Yazılı alıştırma A
Anaksimandros metninde "Anaksimandros (Yunanca: Ἀναξίμανδρος)" sözcüklerini içeren yerle açılıp "için ödün verirler.)" ile kapanan bölümü harfi harfine yazdır.
Yazılı alıştırma B
Listede "Mark every instance of the distant" ifadesini içeren satırla açılıp "pixel 384 83" ifadesini içeren satırla kapanan bölümü, iki uç da dahil, her satıra bir dize düşecek biçimde JSON dizisine dönüştür. Boş satırları dışarıda bırak.

Belge
········

Anaksimandros (Yunanca: Ἀναξίμανδρος) Miletos'da Sokrates öncesi dönemde yaşamış İyonlu bir filozoftur. Thales'in öğrencisidir. Aynı zamanda tarihsel kaynaklara göre öğretilerini kaleme almış ilk filozoftur ve eseri Grek dilinde düzyazı olarak kaleme alınmış ilk kitaptır. Ancak yazdıklarından sadece bir cümle günümüze ulaşmıştır. Onun buluşlarıyla ilgili birincil kayıtlar sonraki yazarların bize aktardıklarıdır. (Söz konusu tek cümlede su ve ateş gibi tözlerin ortaya çıkışı, haksızlıkların cezalandırdığı insan toplumundan elde edilen mecazlarla betimlenir. Örneğin ne sıcak ne de soğuk süreklidir, ikisi de aralarındaki dengeyi korumak için ödün verirler.)

········

Toplanan veri kayıtları
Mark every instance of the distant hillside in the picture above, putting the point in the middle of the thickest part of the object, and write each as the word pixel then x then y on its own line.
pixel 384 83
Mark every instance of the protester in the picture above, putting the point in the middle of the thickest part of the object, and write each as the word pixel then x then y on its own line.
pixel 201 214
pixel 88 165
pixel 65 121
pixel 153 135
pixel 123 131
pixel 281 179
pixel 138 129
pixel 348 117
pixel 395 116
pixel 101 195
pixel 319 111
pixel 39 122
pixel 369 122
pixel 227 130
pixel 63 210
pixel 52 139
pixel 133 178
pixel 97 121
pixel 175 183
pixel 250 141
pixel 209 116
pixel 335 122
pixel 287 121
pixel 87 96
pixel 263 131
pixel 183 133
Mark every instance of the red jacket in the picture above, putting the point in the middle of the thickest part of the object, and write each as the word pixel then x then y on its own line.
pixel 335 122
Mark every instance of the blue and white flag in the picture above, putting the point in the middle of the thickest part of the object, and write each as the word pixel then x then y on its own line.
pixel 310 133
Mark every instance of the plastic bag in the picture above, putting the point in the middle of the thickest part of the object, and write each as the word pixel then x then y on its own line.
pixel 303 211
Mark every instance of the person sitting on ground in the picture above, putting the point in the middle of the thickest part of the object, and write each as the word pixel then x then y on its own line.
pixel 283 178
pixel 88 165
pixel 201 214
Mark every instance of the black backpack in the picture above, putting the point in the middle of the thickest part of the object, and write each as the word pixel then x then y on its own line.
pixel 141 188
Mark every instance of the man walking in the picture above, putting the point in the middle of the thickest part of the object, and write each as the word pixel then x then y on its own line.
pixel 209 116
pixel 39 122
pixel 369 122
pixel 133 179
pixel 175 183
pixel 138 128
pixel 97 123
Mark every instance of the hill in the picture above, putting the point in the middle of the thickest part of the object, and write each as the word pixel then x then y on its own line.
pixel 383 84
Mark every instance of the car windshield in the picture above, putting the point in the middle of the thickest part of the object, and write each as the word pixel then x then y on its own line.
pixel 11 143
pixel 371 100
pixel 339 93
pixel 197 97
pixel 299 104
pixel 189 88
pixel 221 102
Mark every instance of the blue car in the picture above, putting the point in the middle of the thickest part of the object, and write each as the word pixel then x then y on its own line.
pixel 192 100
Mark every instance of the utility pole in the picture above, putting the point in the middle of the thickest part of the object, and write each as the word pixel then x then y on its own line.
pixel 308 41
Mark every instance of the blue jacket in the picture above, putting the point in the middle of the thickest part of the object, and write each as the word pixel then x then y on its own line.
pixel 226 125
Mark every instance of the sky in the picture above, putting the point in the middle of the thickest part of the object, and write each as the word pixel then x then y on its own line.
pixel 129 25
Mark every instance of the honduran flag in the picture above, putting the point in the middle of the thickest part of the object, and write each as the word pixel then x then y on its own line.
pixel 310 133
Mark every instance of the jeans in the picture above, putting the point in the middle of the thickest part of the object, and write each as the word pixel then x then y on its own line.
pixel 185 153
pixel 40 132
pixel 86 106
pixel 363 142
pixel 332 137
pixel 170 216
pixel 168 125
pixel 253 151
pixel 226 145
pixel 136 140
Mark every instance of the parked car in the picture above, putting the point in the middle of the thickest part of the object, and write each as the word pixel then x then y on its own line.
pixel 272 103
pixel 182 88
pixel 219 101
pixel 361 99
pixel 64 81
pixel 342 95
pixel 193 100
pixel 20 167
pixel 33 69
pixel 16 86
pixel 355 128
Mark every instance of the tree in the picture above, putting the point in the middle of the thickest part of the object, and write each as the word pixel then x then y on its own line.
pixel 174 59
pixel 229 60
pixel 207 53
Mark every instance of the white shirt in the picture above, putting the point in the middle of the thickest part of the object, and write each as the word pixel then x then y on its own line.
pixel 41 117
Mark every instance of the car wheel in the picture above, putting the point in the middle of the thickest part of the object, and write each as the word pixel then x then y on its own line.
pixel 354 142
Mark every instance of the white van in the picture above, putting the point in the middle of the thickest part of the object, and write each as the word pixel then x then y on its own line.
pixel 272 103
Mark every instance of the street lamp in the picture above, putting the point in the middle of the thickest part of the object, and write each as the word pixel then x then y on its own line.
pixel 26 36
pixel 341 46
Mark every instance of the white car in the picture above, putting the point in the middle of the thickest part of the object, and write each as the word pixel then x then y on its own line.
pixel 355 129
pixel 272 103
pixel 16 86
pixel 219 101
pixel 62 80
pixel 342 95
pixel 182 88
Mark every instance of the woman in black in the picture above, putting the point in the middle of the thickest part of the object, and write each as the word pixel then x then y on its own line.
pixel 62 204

········

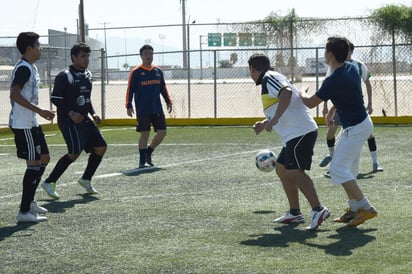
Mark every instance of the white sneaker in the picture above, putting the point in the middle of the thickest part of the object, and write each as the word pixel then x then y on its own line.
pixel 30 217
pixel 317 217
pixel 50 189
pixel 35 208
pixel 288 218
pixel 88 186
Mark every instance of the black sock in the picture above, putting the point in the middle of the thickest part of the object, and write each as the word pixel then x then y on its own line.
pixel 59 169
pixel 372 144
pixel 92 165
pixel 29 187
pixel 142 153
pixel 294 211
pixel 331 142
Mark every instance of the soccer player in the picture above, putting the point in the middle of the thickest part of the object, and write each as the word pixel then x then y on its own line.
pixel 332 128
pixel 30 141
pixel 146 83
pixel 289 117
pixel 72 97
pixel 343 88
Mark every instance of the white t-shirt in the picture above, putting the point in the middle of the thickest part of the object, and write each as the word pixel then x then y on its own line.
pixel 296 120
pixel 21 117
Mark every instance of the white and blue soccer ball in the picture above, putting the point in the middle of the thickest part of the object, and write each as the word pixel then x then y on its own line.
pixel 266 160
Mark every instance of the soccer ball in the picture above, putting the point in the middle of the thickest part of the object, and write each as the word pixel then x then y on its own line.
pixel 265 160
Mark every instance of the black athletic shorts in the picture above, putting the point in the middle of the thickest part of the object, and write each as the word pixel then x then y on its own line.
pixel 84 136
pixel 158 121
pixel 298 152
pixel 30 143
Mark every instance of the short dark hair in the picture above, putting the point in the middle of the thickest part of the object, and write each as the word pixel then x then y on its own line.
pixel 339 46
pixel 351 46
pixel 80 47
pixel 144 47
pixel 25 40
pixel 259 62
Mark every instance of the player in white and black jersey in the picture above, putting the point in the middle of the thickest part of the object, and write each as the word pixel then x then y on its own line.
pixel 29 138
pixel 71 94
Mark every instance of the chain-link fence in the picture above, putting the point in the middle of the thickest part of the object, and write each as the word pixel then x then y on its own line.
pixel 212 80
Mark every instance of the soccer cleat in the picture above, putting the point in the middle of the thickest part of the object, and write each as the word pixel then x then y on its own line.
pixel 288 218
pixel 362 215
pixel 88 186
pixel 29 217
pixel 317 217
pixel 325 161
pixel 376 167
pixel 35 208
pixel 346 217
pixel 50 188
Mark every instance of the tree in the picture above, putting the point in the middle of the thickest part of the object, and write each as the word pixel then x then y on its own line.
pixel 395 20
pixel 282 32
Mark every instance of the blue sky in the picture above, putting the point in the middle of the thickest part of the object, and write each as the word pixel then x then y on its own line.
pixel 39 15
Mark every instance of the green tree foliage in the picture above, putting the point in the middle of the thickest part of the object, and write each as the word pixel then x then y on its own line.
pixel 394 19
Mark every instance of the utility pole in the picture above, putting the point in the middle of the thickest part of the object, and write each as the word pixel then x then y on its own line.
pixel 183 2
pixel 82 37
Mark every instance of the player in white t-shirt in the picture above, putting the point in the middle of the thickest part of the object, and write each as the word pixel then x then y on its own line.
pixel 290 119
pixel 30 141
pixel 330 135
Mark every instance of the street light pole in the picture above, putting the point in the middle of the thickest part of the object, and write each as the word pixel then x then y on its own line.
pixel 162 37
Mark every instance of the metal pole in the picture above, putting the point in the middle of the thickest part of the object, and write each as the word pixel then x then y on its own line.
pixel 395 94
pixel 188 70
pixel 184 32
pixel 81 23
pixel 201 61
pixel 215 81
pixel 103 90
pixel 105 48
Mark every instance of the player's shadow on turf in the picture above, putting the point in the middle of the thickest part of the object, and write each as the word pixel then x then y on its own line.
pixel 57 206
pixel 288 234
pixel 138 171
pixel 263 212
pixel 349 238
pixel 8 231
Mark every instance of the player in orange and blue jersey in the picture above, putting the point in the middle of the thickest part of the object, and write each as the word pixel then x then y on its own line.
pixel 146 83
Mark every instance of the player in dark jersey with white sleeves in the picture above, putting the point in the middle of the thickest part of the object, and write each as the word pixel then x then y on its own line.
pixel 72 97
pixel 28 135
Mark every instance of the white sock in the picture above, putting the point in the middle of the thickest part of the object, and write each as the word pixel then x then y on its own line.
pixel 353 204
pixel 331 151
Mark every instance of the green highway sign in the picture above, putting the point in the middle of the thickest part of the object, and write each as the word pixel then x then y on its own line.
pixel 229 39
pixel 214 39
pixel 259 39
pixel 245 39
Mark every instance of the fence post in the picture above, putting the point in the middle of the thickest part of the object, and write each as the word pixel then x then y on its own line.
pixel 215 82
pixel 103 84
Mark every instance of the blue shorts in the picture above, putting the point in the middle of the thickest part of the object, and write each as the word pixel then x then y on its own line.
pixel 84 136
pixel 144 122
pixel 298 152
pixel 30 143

········

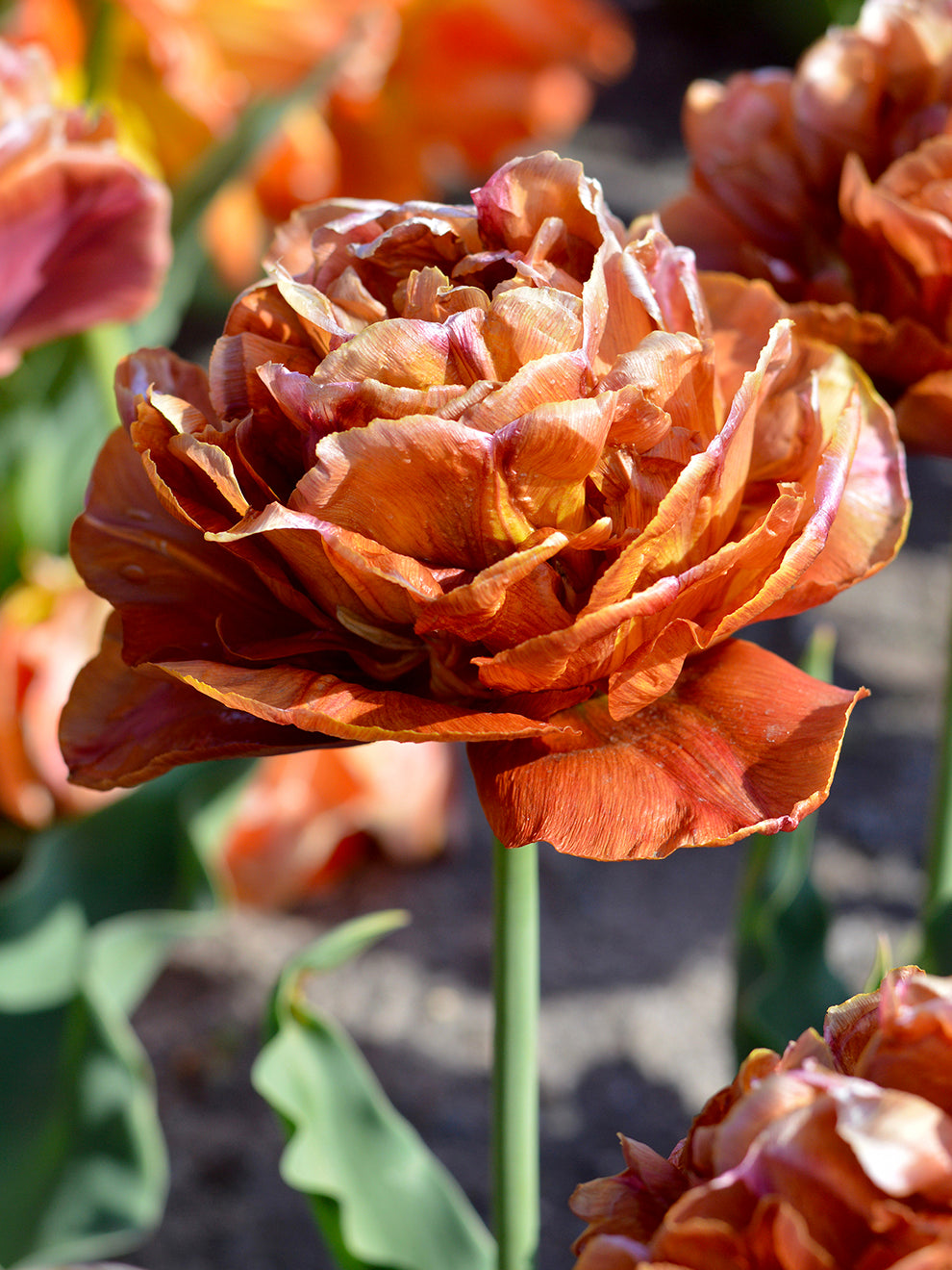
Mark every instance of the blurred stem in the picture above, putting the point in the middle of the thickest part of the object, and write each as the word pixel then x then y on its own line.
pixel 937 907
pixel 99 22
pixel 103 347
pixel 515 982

········

Doğru sonuç A
Anaksimandros (Yunanca: Ἀναξίμανδρος) Miletos'da Sokrates öncesi dönemde yaşamış İyonlu bir filozoftur. Thales'in öğrencisidir. Aynı zamanda tarihsel kaynaklara göre öğretilerini kaleme almış ilk filozoftur ve eseri Grek dilinde düzyazı olarak kaleme alınmış ilk kitaptır. Ancak yazdıklarından sadece bir cümle günümüze ulaşmıştır. Onun buluşlarıyla ilgili birincil kayıtlar sonraki yazarların bize aktardıklarıdır. (Söz konusu tek cümlede su ve ateş gibi tözlerin ortaya çıkışı, haksızlıkların cezalandırdığı insan toplumundan elde edilen mecazlarla betimlenir. Örneğin ne sıcak ne de soğuk süreklidir, ikisi de aralarındaki dengeyi korumak için ödün verirler.)

Doğru sonuç B
[
  "Mark every instance of the distant hillside in the picture above, putting the point in the middle of the thickest part of the object, and write each as the word pixel then x then y on its own line.",
  "pixel 384 83"
]